Print all the entries verbatim.

══ Records for this task

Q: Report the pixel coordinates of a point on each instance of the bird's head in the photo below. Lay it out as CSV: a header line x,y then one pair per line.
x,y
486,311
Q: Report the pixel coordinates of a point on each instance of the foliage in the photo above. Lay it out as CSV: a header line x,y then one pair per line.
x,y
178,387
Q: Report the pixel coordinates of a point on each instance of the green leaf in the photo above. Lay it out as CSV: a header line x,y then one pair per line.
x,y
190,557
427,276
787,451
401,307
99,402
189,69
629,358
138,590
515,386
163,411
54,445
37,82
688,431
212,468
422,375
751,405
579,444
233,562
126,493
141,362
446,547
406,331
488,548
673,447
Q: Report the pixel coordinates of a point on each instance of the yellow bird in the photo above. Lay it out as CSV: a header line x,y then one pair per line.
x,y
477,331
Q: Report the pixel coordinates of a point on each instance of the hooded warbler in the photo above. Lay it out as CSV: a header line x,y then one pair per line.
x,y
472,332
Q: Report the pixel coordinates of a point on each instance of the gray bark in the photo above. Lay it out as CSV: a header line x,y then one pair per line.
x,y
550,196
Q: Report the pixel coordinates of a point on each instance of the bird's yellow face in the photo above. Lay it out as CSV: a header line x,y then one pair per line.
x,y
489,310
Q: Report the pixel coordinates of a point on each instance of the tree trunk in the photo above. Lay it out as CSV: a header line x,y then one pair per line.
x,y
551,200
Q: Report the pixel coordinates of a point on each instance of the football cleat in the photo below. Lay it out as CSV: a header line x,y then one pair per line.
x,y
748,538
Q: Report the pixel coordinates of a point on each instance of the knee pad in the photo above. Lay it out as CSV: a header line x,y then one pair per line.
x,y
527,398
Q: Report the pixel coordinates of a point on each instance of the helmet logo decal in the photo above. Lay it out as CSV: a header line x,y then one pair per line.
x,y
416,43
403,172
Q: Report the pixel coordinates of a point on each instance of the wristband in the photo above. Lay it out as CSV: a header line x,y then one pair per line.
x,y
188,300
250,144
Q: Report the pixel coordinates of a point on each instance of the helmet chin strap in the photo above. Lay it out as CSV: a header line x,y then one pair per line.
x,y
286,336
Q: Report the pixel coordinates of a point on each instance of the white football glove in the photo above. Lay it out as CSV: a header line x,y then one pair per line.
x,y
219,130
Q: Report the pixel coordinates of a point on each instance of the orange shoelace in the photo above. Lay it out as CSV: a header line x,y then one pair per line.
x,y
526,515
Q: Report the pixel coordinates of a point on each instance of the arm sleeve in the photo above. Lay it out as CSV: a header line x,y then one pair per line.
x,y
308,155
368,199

════

**Response**
Q: Report the pixel coordinates of a point on each instance of the bird's head in the photo below. Lay it out as CSV: a header line x,y then one pair per line.
x,y
486,311
Q: Report the pixel coordinates of a point on each instance of the foliage in the photo above. Lay it out as CSV: a header line x,y then one pair per line.
x,y
178,387
Q: Report the pixel coordinates of a point on each instance of the green leaf in the photo above. Lay it out as CSV: a header line x,y then one pair per line.
x,y
190,557
427,276
787,451
401,307
99,402
189,69
629,358
138,590
515,386
163,411
54,445
37,82
688,431
212,468
422,375
751,405
579,444
233,562
126,493
141,362
446,547
406,331
488,548
673,447
Q: Report the pixel coordinates of a point on each instance of the yellow bird in the photo above. Lay it out as CSV: a header line x,y then one pair per line.
x,y
477,331
Q: Report the pixel coordinates of a point on each instance of the hooded warbler in the photo above. Lay it out as CSV: a header line x,y then one pair per line.
x,y
472,332
Q: Report the pixel coordinates of a point on each instance of the gray bark in the photo above. Lay it out as CSV: a header line x,y then one pair per line.
x,y
550,196
Q: Report the pixel coordinates of a point on each instance of the bird's yellow face in the photo above. Lay it out as CSV: a header line x,y then one pair per line.
x,y
489,310
Q: Report the pixel coordinates of a point on each instance of the tree trunk in the photo above. Lay it out as CSV: a header line x,y then one pair per line.
x,y
551,200
Q: Report the pixel coordinates of a point on each instance of the football cleat in the photo below. Lay it out as CSV: a header line x,y then one pair per line.
x,y
748,538
Q: Report the pixel coordinates of a point on each instance of the knee pad in the photo above. Lay it out as CSV: a header line x,y then one pair per line.
x,y
527,398
Q: Report the pixel coordinates of a point on each instance of the helmet logo decal in the photo above. Lay it out as CSV: a header line x,y then one pair per line.
x,y
416,43
403,172
Q: Report the pixel coordinates of a point on each instance of the wristband in the photo above. Lay it out as CSV: a header line x,y then one pair per line.
x,y
188,300
250,144
Q: Report the pixel coordinates of a point on each instance of the helmet chin strap in the photo above. Lay it out as CSV: a header line x,y then one pair per line.
x,y
286,336
Q: Report the pixel coordinates of a point on each instance of the white football glove in the photo above. Lay it out as CSV: a header line x,y then one pair per line.
x,y
219,130
Q: Report the pixel coordinates of a point on each instance of the orange shoelace in the photo above. Lay it out as CSV: a header line x,y then one pair per line.
x,y
526,515
Q: Report the pixel coordinates of a point on each instance of the arm sleeve in the photo above. Lay it out as CSV: a header line x,y then one pair per line.
x,y
308,155
368,199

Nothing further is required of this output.